**MATERIAL FOR THE TASK:**
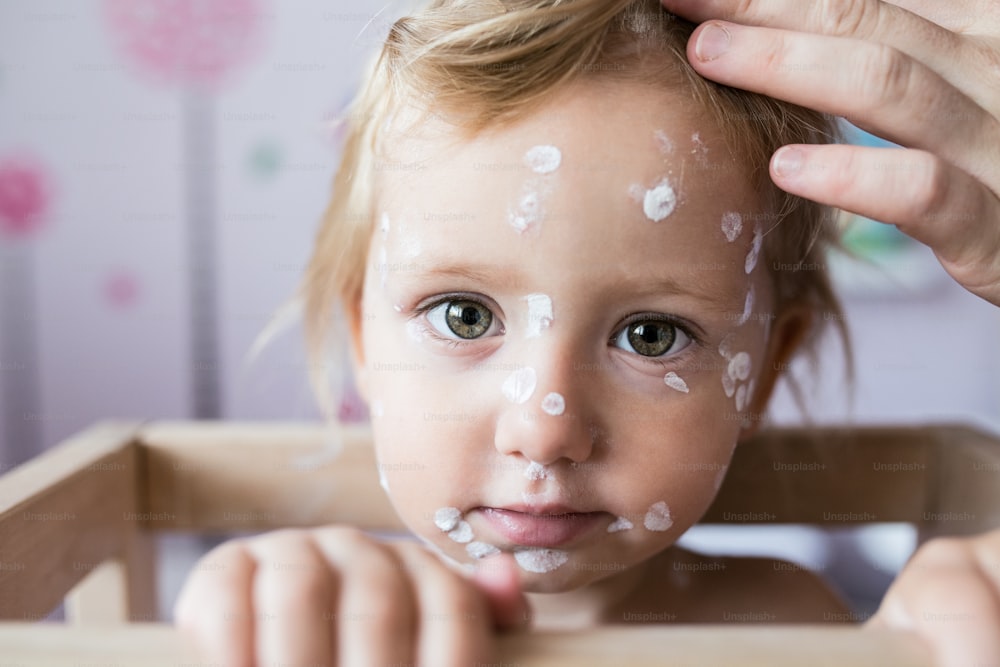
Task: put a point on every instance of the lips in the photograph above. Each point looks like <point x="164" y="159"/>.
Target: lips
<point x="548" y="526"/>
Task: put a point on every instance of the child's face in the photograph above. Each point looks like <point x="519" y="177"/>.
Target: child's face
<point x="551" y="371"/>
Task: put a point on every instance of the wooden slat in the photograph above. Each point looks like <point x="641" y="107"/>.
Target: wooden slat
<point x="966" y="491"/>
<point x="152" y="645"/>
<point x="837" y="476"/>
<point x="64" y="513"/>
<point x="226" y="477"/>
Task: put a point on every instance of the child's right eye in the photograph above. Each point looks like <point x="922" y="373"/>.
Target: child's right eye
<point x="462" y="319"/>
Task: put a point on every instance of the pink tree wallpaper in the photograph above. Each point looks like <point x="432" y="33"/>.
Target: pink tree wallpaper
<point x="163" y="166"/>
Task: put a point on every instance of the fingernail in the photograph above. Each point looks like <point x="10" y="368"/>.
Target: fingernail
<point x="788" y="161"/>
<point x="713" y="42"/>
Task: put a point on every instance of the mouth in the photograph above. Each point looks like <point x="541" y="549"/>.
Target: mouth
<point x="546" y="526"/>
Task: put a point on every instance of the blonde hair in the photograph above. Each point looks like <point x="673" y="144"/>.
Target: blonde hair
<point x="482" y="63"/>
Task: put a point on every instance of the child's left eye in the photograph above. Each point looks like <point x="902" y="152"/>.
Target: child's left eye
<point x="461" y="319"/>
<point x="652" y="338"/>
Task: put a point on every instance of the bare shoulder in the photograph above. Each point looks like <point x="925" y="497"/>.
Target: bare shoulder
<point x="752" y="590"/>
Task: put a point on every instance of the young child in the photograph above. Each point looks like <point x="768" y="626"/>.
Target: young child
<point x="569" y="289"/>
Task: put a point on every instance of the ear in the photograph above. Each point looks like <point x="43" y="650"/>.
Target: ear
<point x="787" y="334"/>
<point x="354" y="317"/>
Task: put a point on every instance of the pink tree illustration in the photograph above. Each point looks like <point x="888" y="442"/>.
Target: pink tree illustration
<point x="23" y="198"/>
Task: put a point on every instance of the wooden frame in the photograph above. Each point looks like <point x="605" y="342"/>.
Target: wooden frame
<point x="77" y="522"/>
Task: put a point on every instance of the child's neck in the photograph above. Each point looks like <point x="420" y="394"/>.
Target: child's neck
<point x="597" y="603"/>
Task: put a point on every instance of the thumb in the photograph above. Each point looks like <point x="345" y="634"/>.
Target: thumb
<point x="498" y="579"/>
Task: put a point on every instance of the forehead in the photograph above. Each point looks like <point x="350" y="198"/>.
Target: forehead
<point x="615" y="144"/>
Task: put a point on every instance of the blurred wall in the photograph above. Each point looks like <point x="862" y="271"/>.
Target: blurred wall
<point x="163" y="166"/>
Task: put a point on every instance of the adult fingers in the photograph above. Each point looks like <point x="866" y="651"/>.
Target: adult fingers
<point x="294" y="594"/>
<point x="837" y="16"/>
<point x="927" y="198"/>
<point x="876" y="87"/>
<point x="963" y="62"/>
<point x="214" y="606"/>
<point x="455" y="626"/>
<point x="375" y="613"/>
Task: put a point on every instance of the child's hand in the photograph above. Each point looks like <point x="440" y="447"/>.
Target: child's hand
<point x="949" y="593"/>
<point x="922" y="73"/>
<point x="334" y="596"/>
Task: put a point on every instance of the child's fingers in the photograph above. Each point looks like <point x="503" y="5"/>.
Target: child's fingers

**EXERCISE OBJECTIVE:** Turn every line of the items above into a Markdown table with the columns No. and Text, one row per line, numbered in order. Leave out blank lines and the pictures.

**PROBLEM SOLUTION:**
| No. | Text |
|---|---|
| 1 | Task: put a point on every instance of the lips in the photograph above. Each point looks like <point x="164" y="159"/>. |
| 2 | Target: lips |
| 3 | <point x="548" y="526"/> |
| 4 | Task: put a point on every instance of the child's face in the photograph above. Each point looks like <point x="519" y="177"/>. |
| 5 | Target: child's face |
| 6 | <point x="551" y="371"/> |
| 7 | Task: put a point on every instance of the wooden slat in the photograph above. Each point looks like <point x="641" y="107"/>. |
| 8 | Target: wooden slat |
| 9 | <point x="966" y="491"/> |
| 10 | <point x="152" y="645"/> |
| 11 | <point x="837" y="476"/> |
| 12 | <point x="64" y="513"/> |
| 13 | <point x="226" y="477"/> |
| 14 | Task: put a point on every instance of the child's right eye in the photograph above. Each point looks like <point x="922" y="373"/>. |
| 15 | Target: child's right eye |
| 16 | <point x="462" y="319"/> |
| 17 | Task: put a point on every instance of the pink tree wallpaper in the photograph above. Each point looks like <point x="432" y="33"/>. |
| 18 | Target: pink tree wallpaper |
| 19 | <point x="163" y="166"/> |
| 20 | Task: put a point on every instance of the fingernail in the photograph above. Each point looks like <point x="10" y="368"/>. |
| 21 | Target: fingernail |
| 22 | <point x="788" y="161"/> |
| 23 | <point x="713" y="42"/> |
| 24 | Task: put a point on every instance of the mouth in the photograph above. Each point looks like <point x="541" y="549"/>. |
| 25 | Target: mouth |
| 26 | <point x="546" y="526"/> |
| 27 | Task: put a point on every instance of the blonde hair in the photograph above. Each point looks like <point x="673" y="144"/>. |
| 28 | Target: blonde hair |
| 29 | <point x="482" y="63"/> |
| 30 | Task: put a point on every instance of the child's left eye in the photograph above. Each point looks like <point x="902" y="152"/>. |
| 31 | Target: child's left eye |
| 32 | <point x="461" y="319"/> |
| 33 | <point x="652" y="338"/> |
| 34 | Task: put a point on every instance of the bare shoulder in the photograph above. Each point looks like <point x="925" y="497"/>. |
| 35 | Target: bare shoulder |
| 36 | <point x="752" y="590"/> |
| 37 | Task: put a point on every instance of the young child in the photograph above. Each point looks like <point x="768" y="626"/>. |
| 38 | Target: young child |
| 39 | <point x="569" y="289"/> |
| 40 | Task: put a point on every instance of the ear in the photograph above. Each point looks like <point x="43" y="650"/>. |
| 41 | Target: ear |
| 42 | <point x="787" y="334"/> |
| 43 | <point x="354" y="317"/> |
| 44 | Task: put a point on every instance of the pink tree illustration in the photograph above. Each point looks like <point x="888" y="442"/>. |
| 45 | Target: pink tree illustration |
| 46 | <point x="23" y="198"/> |
| 47 | Task: put a point on every instance of the wooden frame in the photograph above. Each point looks like <point x="605" y="342"/>. |
| 48 | Target: wooden frame |
| 49 | <point x="77" y="522"/> |
| 50 | Task: put a point on every instance of the child's neck in the photograph above. Each point looks like <point x="420" y="394"/>. |
| 51 | Target: child's neck |
| 52 | <point x="597" y="603"/> |
| 53 | Task: put a point on every instance of the thumb in the photograph above. Each point looks like <point x="345" y="634"/>. |
| 54 | Target: thumb |
| 55 | <point x="498" y="579"/> |
| 56 | Task: put a point on every instance of the forehead in the photograph above. Each point looks like <point x="350" y="198"/>. |
| 57 | Target: forehead |
| 58 | <point x="615" y="144"/> |
| 59 | Task: put a point on every instance of the blurred wall in the photograph above. Each point looks like <point x="862" y="271"/>. |
| 60 | Target: blurred wall |
| 61 | <point x="163" y="166"/> |
| 62 | Task: put a point on every instance of the adult fingers in the photograph above. Each point looks like <point x="866" y="651"/>. |
| 63 | Target: adult fingers |
| 64 | <point x="294" y="594"/> |
| 65 | <point x="837" y="16"/> |
| 66 | <point x="927" y="198"/> |
| 67 | <point x="876" y="87"/> |
| 68 | <point x="963" y="62"/> |
| 69 | <point x="214" y="606"/> |
| 70 | <point x="455" y="626"/> |
| 71 | <point x="375" y="613"/> |
| 72 | Task: put a point on every instance of the child's hand in the photograph above. Each point looks like <point x="440" y="447"/>. |
| 73 | Target: child's hand |
| 74 | <point x="949" y="593"/> |
| 75 | <point x="922" y="73"/> |
| 76 | <point x="334" y="596"/> |
| 77 | Task: put a point on every instance of the child's fingers in the photograph above. Each point looks like <point x="503" y="5"/>. |
| 78 | Target: child's fingers |